The goal is a simple one: Help children with chronic or complex medical conditions stay out of the emergency room and the hospital so they can spend more time just being kids.

Female Nurse As the inpatient care coordinator for children with complex medical needs who are seen at the Nicholas and Athena Karabots Pediatric Care Center, Suzanne kept all of a child’s care providers in the loop on hospitalizations and discharges. Things can get complicated for families whose child needs to see several different doctors for different ongoing medical issues or is frequently hospitalized. It’s easy for them to get overwhelmed.

Children’s Hospital of Philadelphia is working to make things easier for families. Together, CHOP and Keystone First, Pennsylvania's largest Medicaid managed care health plan, created an innovative way to support these families with a partnership called Karabots-Keystone Cares (K2C).

————————

* **Exercise aim**
According to the passage about the care coordination for children with complex medical needs, what is the name of the partnership that CHOP and Keystone First created?

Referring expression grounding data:
————————

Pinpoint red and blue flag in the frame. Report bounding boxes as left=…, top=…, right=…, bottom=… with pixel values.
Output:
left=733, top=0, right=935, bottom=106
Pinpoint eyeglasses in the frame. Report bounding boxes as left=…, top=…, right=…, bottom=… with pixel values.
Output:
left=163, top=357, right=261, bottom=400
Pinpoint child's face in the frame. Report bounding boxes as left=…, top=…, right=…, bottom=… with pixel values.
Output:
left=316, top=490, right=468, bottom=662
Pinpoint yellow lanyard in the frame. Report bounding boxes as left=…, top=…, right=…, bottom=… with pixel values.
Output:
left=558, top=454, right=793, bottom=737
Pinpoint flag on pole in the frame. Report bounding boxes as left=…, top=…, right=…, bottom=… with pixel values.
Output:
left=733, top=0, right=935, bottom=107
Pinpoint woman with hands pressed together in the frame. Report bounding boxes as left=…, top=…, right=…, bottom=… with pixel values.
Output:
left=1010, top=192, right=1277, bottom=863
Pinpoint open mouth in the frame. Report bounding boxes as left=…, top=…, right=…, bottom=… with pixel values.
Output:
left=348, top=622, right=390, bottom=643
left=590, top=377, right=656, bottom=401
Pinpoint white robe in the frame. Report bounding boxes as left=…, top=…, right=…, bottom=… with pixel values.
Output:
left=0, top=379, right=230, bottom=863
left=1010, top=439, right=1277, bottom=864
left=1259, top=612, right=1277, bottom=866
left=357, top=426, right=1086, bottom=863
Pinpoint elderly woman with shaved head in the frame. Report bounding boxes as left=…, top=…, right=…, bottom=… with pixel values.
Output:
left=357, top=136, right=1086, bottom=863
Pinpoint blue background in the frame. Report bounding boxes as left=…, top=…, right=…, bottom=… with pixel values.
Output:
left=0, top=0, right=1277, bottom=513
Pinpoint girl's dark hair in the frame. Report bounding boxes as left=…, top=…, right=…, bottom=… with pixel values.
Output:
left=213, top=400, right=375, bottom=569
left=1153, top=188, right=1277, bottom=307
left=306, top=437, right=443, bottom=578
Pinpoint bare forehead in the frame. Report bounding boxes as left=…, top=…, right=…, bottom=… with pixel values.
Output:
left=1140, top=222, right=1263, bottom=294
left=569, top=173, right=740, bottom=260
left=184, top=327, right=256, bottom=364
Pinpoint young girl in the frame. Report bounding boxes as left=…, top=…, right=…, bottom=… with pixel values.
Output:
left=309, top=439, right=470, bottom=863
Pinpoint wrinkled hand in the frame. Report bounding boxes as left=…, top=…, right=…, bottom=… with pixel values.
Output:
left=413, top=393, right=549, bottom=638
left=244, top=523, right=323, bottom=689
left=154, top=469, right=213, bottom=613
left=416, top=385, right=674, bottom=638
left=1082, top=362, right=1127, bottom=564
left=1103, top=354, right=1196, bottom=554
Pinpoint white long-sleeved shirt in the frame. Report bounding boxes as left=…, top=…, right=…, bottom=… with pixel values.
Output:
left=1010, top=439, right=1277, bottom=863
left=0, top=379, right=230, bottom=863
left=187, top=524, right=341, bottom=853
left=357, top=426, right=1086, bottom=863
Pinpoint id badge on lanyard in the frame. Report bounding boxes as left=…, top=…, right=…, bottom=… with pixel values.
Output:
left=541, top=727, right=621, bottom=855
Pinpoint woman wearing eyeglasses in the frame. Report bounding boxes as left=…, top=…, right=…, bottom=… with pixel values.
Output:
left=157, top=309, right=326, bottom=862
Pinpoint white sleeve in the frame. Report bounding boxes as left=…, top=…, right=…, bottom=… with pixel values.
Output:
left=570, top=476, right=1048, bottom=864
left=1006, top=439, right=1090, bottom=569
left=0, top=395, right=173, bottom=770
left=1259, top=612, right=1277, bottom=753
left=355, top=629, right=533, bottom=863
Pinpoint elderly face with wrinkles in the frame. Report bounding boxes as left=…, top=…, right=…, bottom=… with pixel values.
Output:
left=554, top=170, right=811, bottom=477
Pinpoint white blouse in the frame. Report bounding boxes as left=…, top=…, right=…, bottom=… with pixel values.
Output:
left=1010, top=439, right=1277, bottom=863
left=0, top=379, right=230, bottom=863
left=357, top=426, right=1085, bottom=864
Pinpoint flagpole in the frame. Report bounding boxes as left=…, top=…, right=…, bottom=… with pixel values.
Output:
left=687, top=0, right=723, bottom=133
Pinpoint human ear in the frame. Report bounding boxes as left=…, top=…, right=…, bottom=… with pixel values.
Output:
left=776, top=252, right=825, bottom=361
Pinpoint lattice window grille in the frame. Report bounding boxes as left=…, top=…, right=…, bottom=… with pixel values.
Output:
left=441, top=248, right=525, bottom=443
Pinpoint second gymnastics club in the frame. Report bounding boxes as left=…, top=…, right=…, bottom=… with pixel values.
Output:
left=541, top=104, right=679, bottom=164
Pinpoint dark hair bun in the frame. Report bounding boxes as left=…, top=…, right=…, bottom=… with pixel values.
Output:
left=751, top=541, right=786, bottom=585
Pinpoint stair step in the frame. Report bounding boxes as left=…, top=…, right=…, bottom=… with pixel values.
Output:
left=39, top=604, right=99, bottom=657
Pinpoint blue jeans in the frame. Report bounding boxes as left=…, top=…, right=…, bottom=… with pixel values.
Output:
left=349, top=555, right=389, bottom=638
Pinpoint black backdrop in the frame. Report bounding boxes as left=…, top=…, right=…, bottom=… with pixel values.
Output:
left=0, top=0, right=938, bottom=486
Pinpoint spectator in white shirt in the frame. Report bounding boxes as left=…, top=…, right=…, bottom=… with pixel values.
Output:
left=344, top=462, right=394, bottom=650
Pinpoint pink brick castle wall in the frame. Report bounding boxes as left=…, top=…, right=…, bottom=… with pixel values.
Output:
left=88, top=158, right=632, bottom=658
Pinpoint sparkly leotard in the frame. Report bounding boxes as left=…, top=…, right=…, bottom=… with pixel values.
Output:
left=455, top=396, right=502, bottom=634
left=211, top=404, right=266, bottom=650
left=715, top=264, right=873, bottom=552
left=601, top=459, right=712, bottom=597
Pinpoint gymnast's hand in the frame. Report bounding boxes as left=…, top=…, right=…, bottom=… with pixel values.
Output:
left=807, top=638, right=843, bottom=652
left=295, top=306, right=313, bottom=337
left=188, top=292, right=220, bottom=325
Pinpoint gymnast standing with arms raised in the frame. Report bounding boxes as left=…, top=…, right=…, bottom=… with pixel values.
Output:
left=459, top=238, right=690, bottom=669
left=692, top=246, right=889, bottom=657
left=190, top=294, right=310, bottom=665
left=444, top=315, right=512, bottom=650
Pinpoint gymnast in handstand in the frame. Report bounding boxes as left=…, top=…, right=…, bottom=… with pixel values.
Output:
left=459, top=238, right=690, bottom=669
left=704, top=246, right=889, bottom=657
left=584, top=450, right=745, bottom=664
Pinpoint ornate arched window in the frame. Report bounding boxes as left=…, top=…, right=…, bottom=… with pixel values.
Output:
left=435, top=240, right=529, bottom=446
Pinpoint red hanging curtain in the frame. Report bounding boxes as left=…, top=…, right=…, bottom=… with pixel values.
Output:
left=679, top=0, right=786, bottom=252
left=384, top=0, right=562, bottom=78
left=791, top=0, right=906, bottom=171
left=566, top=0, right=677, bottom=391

————————

* **Exercise response**
Karabots-Keystone Cares (K2C).